<<<<
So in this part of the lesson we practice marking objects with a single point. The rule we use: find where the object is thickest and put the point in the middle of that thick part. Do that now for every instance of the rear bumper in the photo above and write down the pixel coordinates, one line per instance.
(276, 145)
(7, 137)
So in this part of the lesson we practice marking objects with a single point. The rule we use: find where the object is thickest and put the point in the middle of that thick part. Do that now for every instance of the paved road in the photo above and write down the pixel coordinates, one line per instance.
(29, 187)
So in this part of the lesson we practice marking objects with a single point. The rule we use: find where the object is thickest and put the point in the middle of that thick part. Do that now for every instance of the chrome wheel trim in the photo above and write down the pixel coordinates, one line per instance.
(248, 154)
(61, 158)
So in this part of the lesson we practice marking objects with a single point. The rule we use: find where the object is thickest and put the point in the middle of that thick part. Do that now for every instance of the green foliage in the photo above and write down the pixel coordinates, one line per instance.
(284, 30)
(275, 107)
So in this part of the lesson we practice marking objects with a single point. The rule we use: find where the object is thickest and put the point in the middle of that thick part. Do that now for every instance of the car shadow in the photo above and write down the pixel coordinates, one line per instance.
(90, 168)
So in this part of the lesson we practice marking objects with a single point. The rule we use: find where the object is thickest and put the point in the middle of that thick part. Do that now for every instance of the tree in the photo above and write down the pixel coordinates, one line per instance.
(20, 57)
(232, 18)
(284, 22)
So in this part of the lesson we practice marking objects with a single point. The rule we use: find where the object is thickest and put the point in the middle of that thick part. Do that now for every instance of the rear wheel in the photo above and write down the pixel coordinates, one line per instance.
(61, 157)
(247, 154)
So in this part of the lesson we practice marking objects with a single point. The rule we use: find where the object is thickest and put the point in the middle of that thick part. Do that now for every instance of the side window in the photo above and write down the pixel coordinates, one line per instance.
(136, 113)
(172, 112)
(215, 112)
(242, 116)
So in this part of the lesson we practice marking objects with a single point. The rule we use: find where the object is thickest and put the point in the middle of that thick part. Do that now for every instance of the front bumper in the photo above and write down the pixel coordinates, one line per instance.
>>>>
◆ **TASK PROMPT**: Put every line of the entries above into a single numbered list, leaving out any blank lines.

◆ **RESPONSE TO THE EXERCISE**:
1. So in this part of the lesson we practice marking objects with a single point. The rule we use: find where the object is thickest and put the point in the middle of that thick part. Do that now for every instance of the rear bumper in the photo above and write down the pixel coordinates, one line per instance.
2. (276, 145)
3. (7, 137)
4. So in this part of the lesson we practice marking objects with a single point. The rule we use: find where the object is thickest and put the point in the middle of that thick part. Do that now for every instance of the paved road in the photo above and write down the pixel coordinates, one line per instance.
5. (29, 187)
6. So in this part of the lesson we practice marking objects with a single point. The rule we use: find where the object is thickest and put the point in the middle of that thick part. Do that now for every instance of the chrome wheel trim in the photo above and write down the pixel coordinates, one line per instance.
7. (248, 154)
8. (61, 158)
9. So in this part of the lesson we practice marking objects with a single point. The rule we use: find where the object is thickest and put the point in the middle of that thick part. Do that now for every instance of the green foliage in the photo above and write down the pixel coordinates, one line per instance.
10. (284, 30)
11. (275, 107)
12. So in this part of the lesson we practice marking objects with a single point. The rule we use: find where the object is thickest and put the point in the middle of that thick part. Do that now for every instance of the car shadow in the photo above and write down the pixel coordinates, one line per instance.
13. (90, 168)
14. So in this part of the lesson we practice marking objects with a single point. The rule we use: find where the object is thickest and put the point in the middle of that thick part. Do that now for every instance of the tree in the photo above and write down the pixel coordinates, one line per instance.
15. (20, 57)
16. (232, 18)
17. (284, 22)
18. So in this part of the lesson we practice marking objects with a single point. The rule we use: find where the object is thickest and put the point in the middle of that thick part. Do that now for every instance of the rear wheel in the photo above and write down the pixel coordinates, one line per instance.
19. (61, 157)
20. (247, 154)
21. So in this part of the lesson we practice marking objects with a single point. The rule we use: find where the object is thickest and put the point in the middle of that thick part. Do that now for every instance of the side window in the photo above and write down the pixel coordinates, one line per instance.
22. (136, 113)
23. (172, 112)
24. (215, 112)
25. (242, 116)
26. So in this part of the lesson we practice marking objects with a single point. The rule we use: find where the object is thickest and put the point in the middle of that thick part. Do that now for every instance of the front bumper in the photo above and write down the pixel coordinates, one line per instance.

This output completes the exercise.